In an editorial called “Trump’s silence on Jan. 6 is damning,” the New York Post wrote, “His only focus was to find any means — damn the consequences — to block the peaceful transfer of power. There is no other explanation, just as there is no defense, for his refusal to stop the violence.
“It’s up to the Justice Department to decide if this is a crime. But as a matter of principle, as a matter of character, Trump has proven himself unworthy to be this country’s chief executive again.”
I disagree.
Former President Donald Trump felt robbed, and understandably so. Let’s look at just three states.
The Michigan secretary of state used COVID-19 as an excuse to send a mail-in ballot application to every registered voter, whether or not the voter requested one.
True, Trump lost his lawsuit against Michigan when the state Supreme Court refused to take up the case, leaving an appeals court ruling in place. But in that 2-1 ruling on procedural grounds, Judge Patrick Meter dissented, arguing that the “issues are not moot because state electors have not yet been seated, the Electoral College has not yet been assembled, and Congress has not yet convened.”
In Pennsylvania, numerous rules and regulations were violated, allowing election officials to accept some ballots received after Election Day. Two prominent liberal professors, Harvard’s Alan Dershowitz and George Washington University’s Jonathan Turley, suggested that Trump’s lawsuit against the state had merit.

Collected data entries
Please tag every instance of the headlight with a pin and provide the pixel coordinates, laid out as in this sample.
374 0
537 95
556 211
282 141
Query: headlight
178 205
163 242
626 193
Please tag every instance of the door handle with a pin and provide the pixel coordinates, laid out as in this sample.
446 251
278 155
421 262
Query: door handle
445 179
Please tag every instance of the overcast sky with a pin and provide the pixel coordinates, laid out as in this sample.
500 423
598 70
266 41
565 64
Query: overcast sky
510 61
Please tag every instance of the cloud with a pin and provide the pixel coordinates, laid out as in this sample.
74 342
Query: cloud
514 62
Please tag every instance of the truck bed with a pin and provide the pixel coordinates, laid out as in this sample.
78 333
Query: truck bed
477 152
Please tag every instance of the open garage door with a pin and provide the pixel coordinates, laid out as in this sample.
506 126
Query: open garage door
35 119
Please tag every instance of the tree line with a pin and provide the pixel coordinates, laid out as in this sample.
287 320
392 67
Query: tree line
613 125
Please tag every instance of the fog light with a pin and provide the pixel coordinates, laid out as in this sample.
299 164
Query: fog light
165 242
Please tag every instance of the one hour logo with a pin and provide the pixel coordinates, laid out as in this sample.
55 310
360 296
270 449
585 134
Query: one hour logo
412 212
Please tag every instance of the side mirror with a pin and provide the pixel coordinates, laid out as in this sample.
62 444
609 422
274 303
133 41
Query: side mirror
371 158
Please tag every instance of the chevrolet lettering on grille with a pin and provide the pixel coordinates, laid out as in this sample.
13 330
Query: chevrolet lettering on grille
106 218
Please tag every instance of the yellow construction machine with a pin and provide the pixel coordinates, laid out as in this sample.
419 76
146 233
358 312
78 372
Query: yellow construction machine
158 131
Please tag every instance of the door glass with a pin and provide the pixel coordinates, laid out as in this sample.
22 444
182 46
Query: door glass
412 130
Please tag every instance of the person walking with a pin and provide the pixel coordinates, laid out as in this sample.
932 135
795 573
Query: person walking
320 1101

EXERCISE OBJECTIVE –
Extend the opinion piece about Trump and the 2020 election, starting right after its last sentence. These entries were taken from a separate source.

ANSWER BELOW –
About Pennsylvania’s acceptance of ballots after Election Day, Dershowitz said, “The Constitution doesn’t permit anybody in the state but the legislature to make decisions about elections.” Turley wrote, “Pennsylvania remains a rich environment for challenges. … There are lawsuits over officials ‘curing’ defective ballots and letting ineligible voters fill out ballots, actions that could knock out small pockets which could change the results.”
The Wisconsin Supreme Court, also on procedural grounds, ruled against Trump 4-3. But the chief justice of that court, in a dissent, argued among other things that the use of drop boxes violated the law. Indeed, the court recently disallowed the use of drop boxes except those placed at election offices where only the actual voters can drop off their own ballots.
Did Trump foment an insurrection?
As to fomenting an “insurrection,” Kash Patel, then-chief of staff for the acting secretary of defense, said that on Jan. 4, 2021, “Mr. Trump unequivocally authorized up to 20,000 National Guardsmen and women for us to utilize should … the request come in. But those requests never did.” Patel says he testified under oath to the Jan. 6 committee that he was in the room when Trump made this authorization.
What part of “peacefully and patriotically make your voices heard” — as Trump said in his Jan. 6 speech — do the Jan. 6 committee members not understand? Yes, the speech ended with, “We fight like hell. And if you don’t fight like hell, you’re not going to have a country anymore.” But politicians have long used rhetoric like “We’re going to fight” or “We’re going to take back America” or “This is war.”
Trump made unsuccessful legal arguments against the certification of the election, as did congressional Democrats following the presidential elections of 2000, 2004 and 2016. But when they did so, the establishment media did not characterize them as “undermining our democracy.”